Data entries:

——

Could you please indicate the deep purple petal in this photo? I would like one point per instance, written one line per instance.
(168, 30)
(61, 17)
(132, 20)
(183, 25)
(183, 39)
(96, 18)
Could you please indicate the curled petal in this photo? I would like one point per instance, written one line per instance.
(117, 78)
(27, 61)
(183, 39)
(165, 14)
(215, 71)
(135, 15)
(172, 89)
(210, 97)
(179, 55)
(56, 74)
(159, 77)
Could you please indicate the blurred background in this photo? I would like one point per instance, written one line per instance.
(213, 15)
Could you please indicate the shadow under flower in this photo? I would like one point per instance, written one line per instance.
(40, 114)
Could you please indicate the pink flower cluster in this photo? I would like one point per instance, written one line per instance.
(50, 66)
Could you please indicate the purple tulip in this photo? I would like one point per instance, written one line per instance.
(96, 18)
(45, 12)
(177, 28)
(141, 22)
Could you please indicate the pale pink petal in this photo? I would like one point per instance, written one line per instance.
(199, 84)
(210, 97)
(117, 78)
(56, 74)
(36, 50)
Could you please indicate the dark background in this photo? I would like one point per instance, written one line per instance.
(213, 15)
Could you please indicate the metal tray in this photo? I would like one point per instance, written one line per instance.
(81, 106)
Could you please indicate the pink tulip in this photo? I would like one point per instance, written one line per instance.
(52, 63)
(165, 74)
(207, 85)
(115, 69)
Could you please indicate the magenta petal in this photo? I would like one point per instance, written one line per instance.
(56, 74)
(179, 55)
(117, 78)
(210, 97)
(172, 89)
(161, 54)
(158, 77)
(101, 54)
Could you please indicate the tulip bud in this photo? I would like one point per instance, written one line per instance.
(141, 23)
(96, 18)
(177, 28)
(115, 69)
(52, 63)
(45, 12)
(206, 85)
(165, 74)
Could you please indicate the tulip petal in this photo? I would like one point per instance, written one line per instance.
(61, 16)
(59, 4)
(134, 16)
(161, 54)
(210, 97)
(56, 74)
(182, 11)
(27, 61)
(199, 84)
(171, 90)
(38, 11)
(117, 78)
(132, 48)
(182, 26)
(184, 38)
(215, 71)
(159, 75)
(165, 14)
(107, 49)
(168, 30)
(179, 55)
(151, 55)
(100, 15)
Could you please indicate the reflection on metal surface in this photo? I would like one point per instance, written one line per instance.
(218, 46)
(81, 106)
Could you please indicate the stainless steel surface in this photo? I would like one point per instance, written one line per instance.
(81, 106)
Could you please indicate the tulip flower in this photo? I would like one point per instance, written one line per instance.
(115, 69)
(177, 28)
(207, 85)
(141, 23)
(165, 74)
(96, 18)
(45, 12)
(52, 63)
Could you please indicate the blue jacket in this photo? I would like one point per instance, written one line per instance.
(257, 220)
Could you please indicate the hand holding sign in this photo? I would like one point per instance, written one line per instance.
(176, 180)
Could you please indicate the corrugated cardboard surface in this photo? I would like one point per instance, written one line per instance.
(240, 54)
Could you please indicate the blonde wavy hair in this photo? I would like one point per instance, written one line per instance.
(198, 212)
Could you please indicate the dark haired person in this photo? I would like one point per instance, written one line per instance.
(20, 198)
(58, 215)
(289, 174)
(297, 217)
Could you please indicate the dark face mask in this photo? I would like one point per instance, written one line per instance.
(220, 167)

——

▶ _GOAL OF THE EXERCISE_: Without omitting anything, output the entries exactly.

▶ _RESULT OF THE EXERCISE_:
Could you please indicate the deep purple petal in this photo? I would like one point per instance, written one line per instance.
(168, 30)
(61, 17)
(132, 20)
(183, 25)
(183, 39)
(96, 18)
Could you please indicate the curled petal in this photo? I would like one point per instance, written one line per instance.
(117, 78)
(27, 61)
(183, 39)
(165, 14)
(215, 71)
(135, 15)
(172, 89)
(210, 97)
(179, 55)
(56, 74)
(159, 77)
Could you please indicate the blurred background in this photo? I would like one point per instance, written one line per instance.
(213, 15)
Could you please indicate the shadow under flower in this photo? I would like one point per instance, written one line per instance.
(40, 114)
Could you please indicate the pink flower cluster in this photo? I would like one point per instance, written one line per instance.
(50, 66)
Could you please indicate the purple tulip in this photo? I would like one point per instance, written one line per instance.
(96, 18)
(45, 12)
(177, 28)
(141, 22)
Could you please indicate the pale pink petal in this photo? I would like one point per instance, written one line per instance.
(199, 84)
(210, 97)
(117, 78)
(56, 74)
(36, 50)
Could you please indicate the dark background in this photo? I would like one point per instance, written one line per instance.
(213, 15)
Could you please indicate the metal tray in this photo? I would like one point per instance, written one line per instance.
(81, 106)
Could you please indicate the pink tulip in this photo? I would like one point per instance, written one line per instance.
(52, 63)
(165, 74)
(207, 85)
(115, 69)
Could you please indicate the magenta petal in this photo? I would like one point per instance, written one line per instance.
(56, 74)
(179, 55)
(117, 78)
(210, 97)
(172, 89)
(161, 54)
(158, 77)
(101, 54)
Could you please indicate the tulip bud in this photo? I would like one point per instance, written one line per instance.
(141, 23)
(96, 18)
(177, 28)
(115, 69)
(52, 63)
(45, 12)
(206, 85)
(165, 74)
Could you please indicate the tulip petal in this photo? I would like one point per instance, written one line per instance.
(61, 16)
(59, 4)
(134, 16)
(161, 54)
(210, 97)
(56, 74)
(182, 11)
(27, 61)
(199, 84)
(171, 90)
(38, 11)
(117, 78)
(132, 48)
(182, 26)
(184, 38)
(215, 71)
(159, 75)
(165, 14)
(107, 49)
(168, 30)
(179, 55)
(151, 55)
(100, 15)
Could you please indicate the reflection on metal surface in this photo? I would like one point per instance, written one line per instance.
(218, 46)
(81, 106)
Could you please indicate the stainless steel surface in this photo? I would like one point per instance, written one line per instance.
(81, 106)
Could you please indicate the tulip flower in this photo? I would like one point per instance, written one line per instance.
(115, 69)
(177, 28)
(207, 85)
(141, 23)
(165, 74)
(96, 18)
(45, 12)
(52, 63)
Could you please indicate the blue jacket in this photo? I would like one point per instance, written one line per instance.
(257, 220)
Could you please indicate the hand holding sign in this photo? I would like one point per instance, written one line per instance.
(176, 180)
Could you please indicate the corrugated cardboard surface in this photo? I would like one point per instance, written one line per instance.
(240, 54)
Could you please indicate the blonde wavy hair in this photo? I would like one point per instance, written one line per instance.
(198, 212)
Could you please indicate the dark haired person in this photo? I would like one point per instance, written one line per instance.
(20, 198)
(58, 215)
(289, 174)
(297, 217)
Could you please indicate the dark face mask in this photo? I would like one point per instance, written one line per instance.
(220, 167)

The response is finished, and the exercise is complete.